The task: Look through the lines below; wherever the word "sample" appears, copy that line.

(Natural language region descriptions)
'''

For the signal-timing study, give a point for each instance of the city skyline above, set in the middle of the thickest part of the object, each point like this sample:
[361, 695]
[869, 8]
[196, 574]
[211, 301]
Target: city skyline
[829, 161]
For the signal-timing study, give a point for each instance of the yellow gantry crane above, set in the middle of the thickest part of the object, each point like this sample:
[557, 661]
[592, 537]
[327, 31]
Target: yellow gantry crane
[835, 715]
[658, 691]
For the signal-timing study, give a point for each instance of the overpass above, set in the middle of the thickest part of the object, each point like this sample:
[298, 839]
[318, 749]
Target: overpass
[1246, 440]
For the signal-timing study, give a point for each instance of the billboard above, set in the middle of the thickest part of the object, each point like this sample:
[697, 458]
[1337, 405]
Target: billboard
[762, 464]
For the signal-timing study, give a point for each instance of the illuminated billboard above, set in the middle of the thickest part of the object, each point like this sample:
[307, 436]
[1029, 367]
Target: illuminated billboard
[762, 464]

'''
'''

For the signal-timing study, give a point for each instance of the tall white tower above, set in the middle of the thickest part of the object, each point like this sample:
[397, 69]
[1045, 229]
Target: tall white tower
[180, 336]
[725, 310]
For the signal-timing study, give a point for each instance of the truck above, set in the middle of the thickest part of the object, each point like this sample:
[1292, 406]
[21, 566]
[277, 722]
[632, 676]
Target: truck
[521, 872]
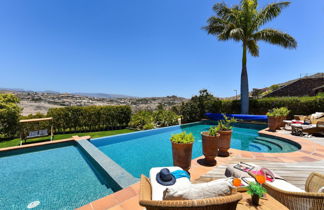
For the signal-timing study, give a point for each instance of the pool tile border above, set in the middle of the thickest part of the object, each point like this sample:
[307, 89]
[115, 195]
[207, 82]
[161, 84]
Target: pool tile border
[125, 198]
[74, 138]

'''

Result for this task:
For the signal-timing study, give a point for each instance of the city skyline above, set in the middle of the thickest part of the object, each point like this sample:
For the signal-timing study, give a point for each instance of the yellow gantry crane above, set in the middle of the thickest part of the object, each point like this sample:
For the signal-timing study, give a point for each instance of the overpass above, set in the middle of the thickest part of the object, each point like this sample:
For the signal-timing study, give a point for each instance of the billboard above, set in the middle of the thickest part of the object, each point like this sample:
For the signal-timing study, give a point for each instance of the illuminated billboard above, set in the middle of the thickest part of the object, each point like this sample:
For the signal-timing study, give a point for each instance of the tall white tower above, set in the middle of the thickest part of the object, each point like this sample:
For the signal-timing study, give a point for each instance of the truck above, set in the middle of the thickest part of the object, each point like this sample:
For the signal-timing study, give a point for each instance of the pool tile border above, set in the middle of the thickest part of the object, each point like this sample:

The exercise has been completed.